_DOCUMENT SEGMENT_
════════════════
Love the parrot! So looking forward to seeing everything come together!


----------



## IMU (Apr 8, 2009)

Thanks jdubbya


----------



## RoxyBlue (Oct 6, 2008)

Dammit, Dave, quit doing cool new stuff and leaving me in the dust:jol:


----------



## IMU (Apr 8, 2009)

LOL ... it only took 2 years to get this done ... you have plenty of time to catch up.


----------



## bobzilla (Nov 13, 2008)

Very nice, Dave!


----------



## IMU (Apr 8, 2009)

Thanks Bob. This guy is a lot of fun.


----------



## mikkojay (Sep 15, 2014)

I love the e-cig rig! I have a bunch of cartridges left over from the time I used them to quit smoking. I used to make my own juice too, from food grade vegetable glycerin. So many possibilities!


----------



## IMU (Apr 8, 2009)

Thanks Mike. Biggest headache I had was soldering the wires inside the ecig. My gawd that was frustrating. Curious to see what you come up with next.
════════════════
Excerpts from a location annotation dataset
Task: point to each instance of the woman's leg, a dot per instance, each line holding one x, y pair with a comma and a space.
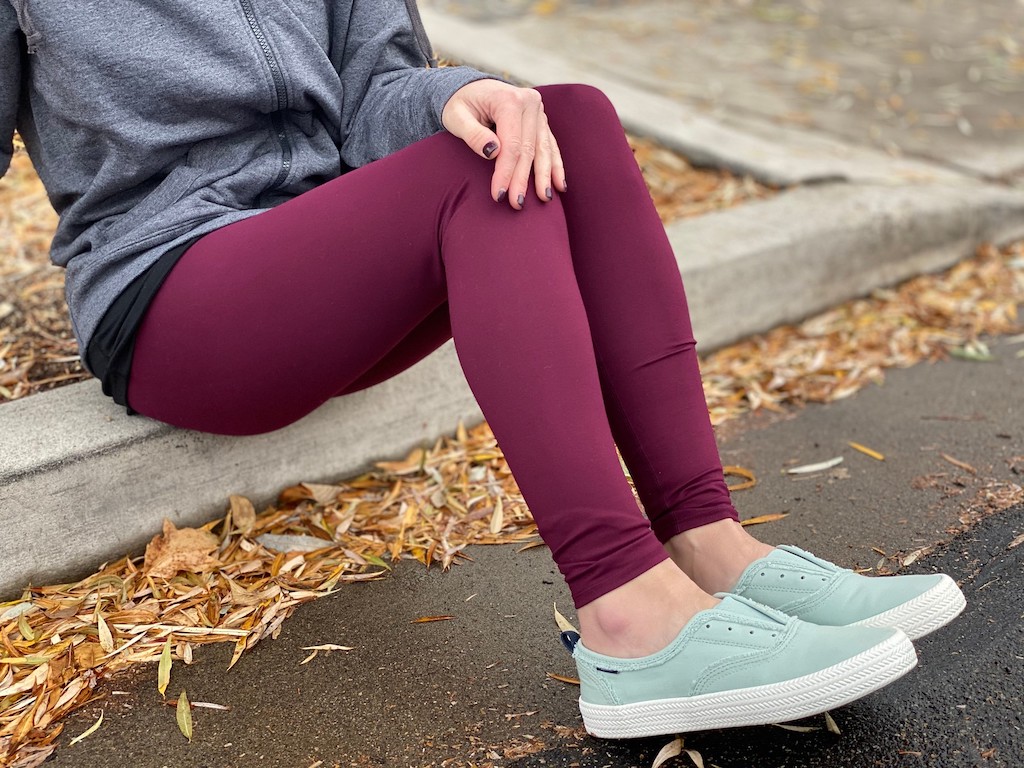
646, 357
263, 321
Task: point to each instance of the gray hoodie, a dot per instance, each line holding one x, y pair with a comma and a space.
151, 123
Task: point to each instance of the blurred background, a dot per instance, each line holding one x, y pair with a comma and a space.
941, 79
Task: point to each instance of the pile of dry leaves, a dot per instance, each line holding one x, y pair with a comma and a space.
238, 579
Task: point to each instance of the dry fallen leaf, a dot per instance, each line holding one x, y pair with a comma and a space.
866, 451
562, 622
563, 678
772, 517
164, 669
830, 725
176, 550
675, 749
88, 731
428, 620
243, 513
957, 463
819, 467
183, 716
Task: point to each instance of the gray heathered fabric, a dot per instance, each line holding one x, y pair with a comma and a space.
151, 123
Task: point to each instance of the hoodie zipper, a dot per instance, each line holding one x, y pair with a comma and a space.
420, 33
281, 92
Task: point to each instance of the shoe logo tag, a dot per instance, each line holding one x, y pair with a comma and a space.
569, 639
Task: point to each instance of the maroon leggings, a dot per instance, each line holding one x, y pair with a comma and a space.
568, 318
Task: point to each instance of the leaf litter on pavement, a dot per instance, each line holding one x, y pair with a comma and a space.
224, 582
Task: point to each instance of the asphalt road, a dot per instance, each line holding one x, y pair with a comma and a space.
475, 691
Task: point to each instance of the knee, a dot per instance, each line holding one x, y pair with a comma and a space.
578, 99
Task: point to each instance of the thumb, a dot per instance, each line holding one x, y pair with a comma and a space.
480, 139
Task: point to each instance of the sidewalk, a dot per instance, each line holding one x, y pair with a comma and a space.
473, 690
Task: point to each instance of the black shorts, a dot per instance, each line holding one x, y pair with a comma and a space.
113, 343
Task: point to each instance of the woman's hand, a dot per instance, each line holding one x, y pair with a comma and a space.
505, 123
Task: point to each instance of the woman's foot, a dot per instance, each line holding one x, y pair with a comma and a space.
807, 587
644, 614
733, 665
723, 557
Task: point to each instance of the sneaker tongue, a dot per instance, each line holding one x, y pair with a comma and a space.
747, 607
807, 557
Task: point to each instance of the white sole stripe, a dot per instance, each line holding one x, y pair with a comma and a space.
775, 702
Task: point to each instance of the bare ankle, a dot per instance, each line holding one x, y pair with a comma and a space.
644, 614
715, 555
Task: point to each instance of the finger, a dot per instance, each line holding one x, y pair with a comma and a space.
557, 166
524, 152
464, 124
542, 163
508, 121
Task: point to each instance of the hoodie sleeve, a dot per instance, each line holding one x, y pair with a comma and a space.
392, 97
10, 81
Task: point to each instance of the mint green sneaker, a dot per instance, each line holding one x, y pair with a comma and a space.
807, 587
734, 665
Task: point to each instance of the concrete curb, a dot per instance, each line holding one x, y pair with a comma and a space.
756, 266
772, 154
81, 483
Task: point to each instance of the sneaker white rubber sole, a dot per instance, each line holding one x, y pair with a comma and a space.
925, 613
775, 702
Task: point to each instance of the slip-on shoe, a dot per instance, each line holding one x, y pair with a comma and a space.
734, 665
807, 587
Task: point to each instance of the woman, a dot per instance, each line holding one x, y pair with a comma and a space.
228, 271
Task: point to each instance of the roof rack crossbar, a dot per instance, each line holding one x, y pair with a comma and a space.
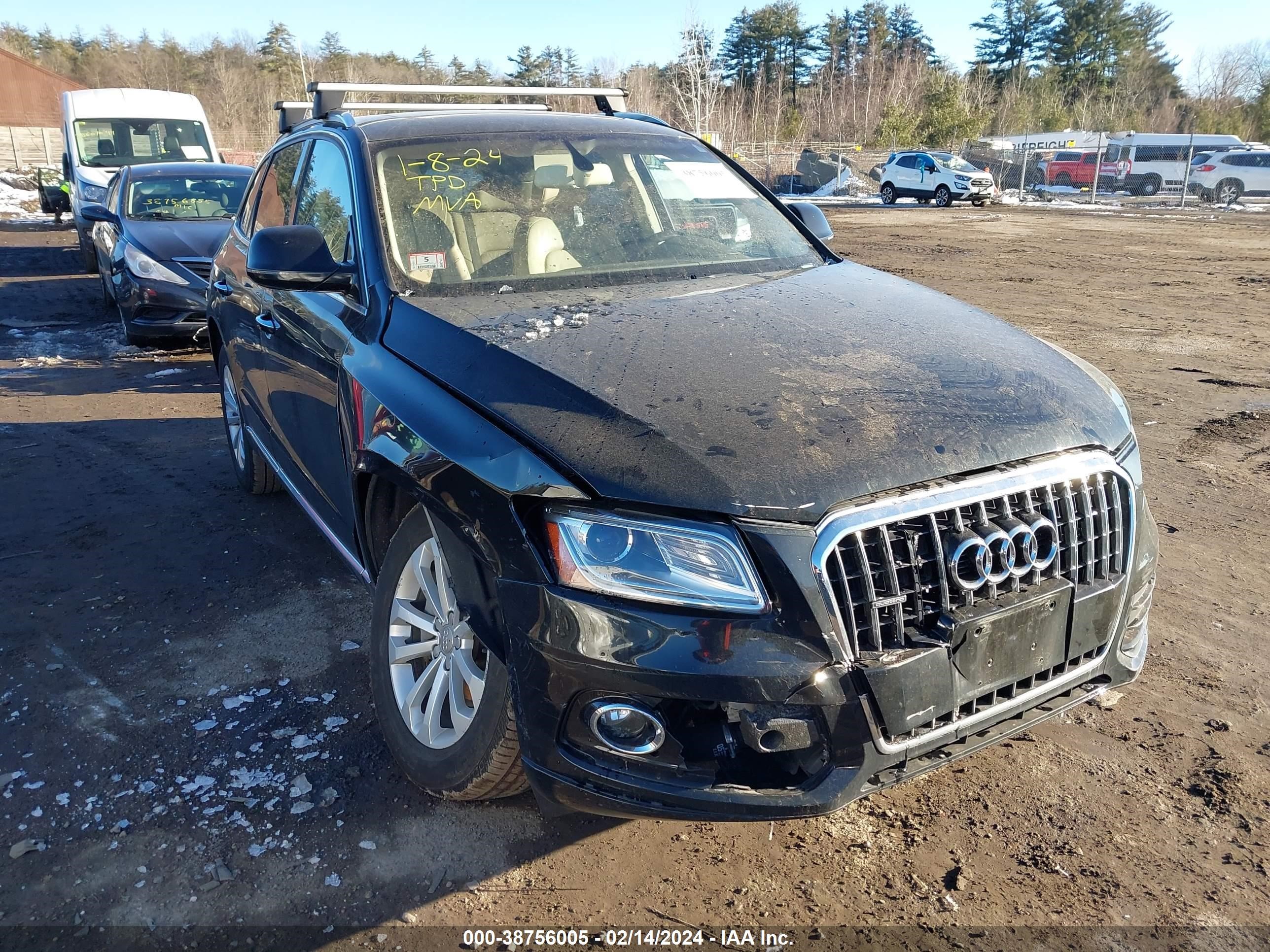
445, 107
329, 97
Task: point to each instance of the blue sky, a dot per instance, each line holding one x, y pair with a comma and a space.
════════════════
Transcribe the forum thread between "## RoxyBlue (Oct" and "to catch up.", inclusive. The material is separate from the forum thread.

## RoxyBlue (Oct 6, 2008)

Dammit, Dave, quit doing cool new stuff and leaving me in the dust:jol:


----------



## IMU (Apr 8, 2009)

LOL ... it only took 2 years to get this done ... you have plenty of time to catch up.